=== Data ===
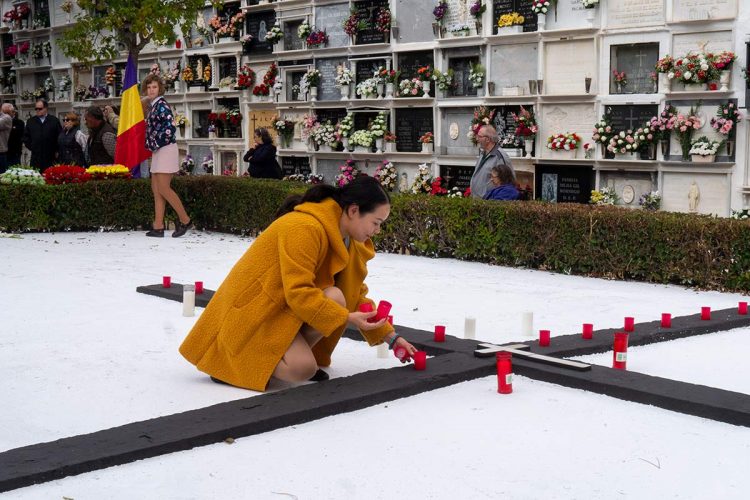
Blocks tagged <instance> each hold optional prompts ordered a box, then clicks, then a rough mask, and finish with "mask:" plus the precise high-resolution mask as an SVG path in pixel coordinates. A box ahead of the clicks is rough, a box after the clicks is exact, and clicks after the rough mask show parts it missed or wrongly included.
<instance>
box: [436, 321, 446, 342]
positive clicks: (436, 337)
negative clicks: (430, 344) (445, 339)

=== Job ===
Copy the rows above with every "clicks" swapped for "points" and nothing else altered. Leave the pictures out.

=== Task answer ===
Blocks tagged <instance> each hold optional prompts ordered a box, then points, then a rough mask, and finish with "mask:" plus the precise high-resolution mask as an SVG path in pixel coordinates. A box ahead of the points is rough, a box after the points is exact, and points after the rough mask show parts it missed or wrongly included.
<instance>
box: [436, 321, 446, 342]
positive points: (436, 337)
negative points: (430, 344) (445, 339)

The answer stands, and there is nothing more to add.